This summer so far seems to be an odd repetition compulsion of my experiences two years ago. Although I am in Amherst for most of the summer, due to my living situation (off-campus without consistent access to transportation) I find myself having very few social interactions. Most of my time is spend alone or with a dog (he came with the house). It’s sometimes disconcerting to hear the sound of my voice because I don’t speak aloud that much—a phenomenon oddly characteristic of this summer as well as my one in New York. Fundamentally, this is a different kind of aloneness: I am much more “fenced in,” as well as physically isolated. Amherst naturally is much smaller than New York, and my world within it is smaller still, as my living situation makes it easier to stay in the house than not.

Again, I find that the majority of my interactions are mediated through technological devices. The Internet is one of the reasons I’m still sane: it keeps me from being a complete recluse, ignorant of current events and devoid of social skills. But more than that, it’s allowed me to engage in a type of self-reflection I haven’t experienced before. As I read back over the articles I wrote that summer and over the rest of my time at Amherst, I have the chance to interact with myself, or at least, with the self that I used to be.

As the inevitable senior year nostalgia sets in, it’s comforting to look back at that nineteen-year-old. In some ways, it feels like she’s looking back and examining me as well: while two years has brought me more confidence, the (hopefully endearing) awkwardness is still there, and maybe that strain of optimism isn’t quite dead. I know that I at least haven’t changed much in how I approach my writing deadlines—this piece was meant to be posted a week and a day ago, for Alan Turing’s birthday on the 23rd.

Although earlier this month the Eugene chatbot tricked more than 30% of judges into believing that he was a human being, doubts remain as to whether or not the program’s success falls within the bounds of the test, and, beyond that, what it might even mean for us to declare it “intelligent.”

Reading over the transcripts of various conversations with Eugene, I wondered if I would have been tricked as well. Of course, it’s easy to convince myself that I would recognize Eugene’s odd responses as non-human when I know the truth.

Assigned task
Carry on the essay about a solitary summer and the Eugene chatbot, starting after its final sentence. You will not need the entries to complete this work.

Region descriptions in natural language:

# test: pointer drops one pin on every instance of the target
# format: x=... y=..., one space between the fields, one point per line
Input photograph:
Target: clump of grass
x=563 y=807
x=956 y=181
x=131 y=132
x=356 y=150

Solved exercise
Eugene’s response to being asked how many legs an ant has:

Something between 2 and 4. Maybe, three? :-))) Oh, what a fruitful conversation;-)

The conversations are rife with repetitive loops and distracting counter-questions as Eugene picks up on recognizable words here and there and generates responses that will hide the gaps in the program’s knowledge. While Eugene is clever, there is something lacking there, something that separates him even from the frank, unfiltered grammar characteristic of those who haven’t grown up expressing themselves on the Internet.

I felt a weird relief at the stilted text of Eugene’s responses and articles denouncing the validity of the success. The feeling came less from a worry about the power of a truly intelligent AI (which Eugene is decidedly not) or a potential step close to the singularity, but something more personal: science surpassing Turing’s would somehow feel like rendering irrelevant the misunderstood British scientist and the nineteen-year-old girl who loved him enough to blog about it. Somehow it would feel like the death of the optimism and sheer naïve energy of that girl, making it harder to find her again today.

This summer, as I find myself so often alone with myself once again, I am grateful for the reflective quality that technology brings to my isolation. The notorious longevity of information that appears on the Internet is not just a hazard to future political careers or a symptom of our desire to be “prosthetic Gods.” It has the potential to become not a window to the world but a mirror into ourselves: a means of preserving who we used to be, capturing our past selves and allowing them to live on and be referred to at the whim of our internet connection or privacy settings.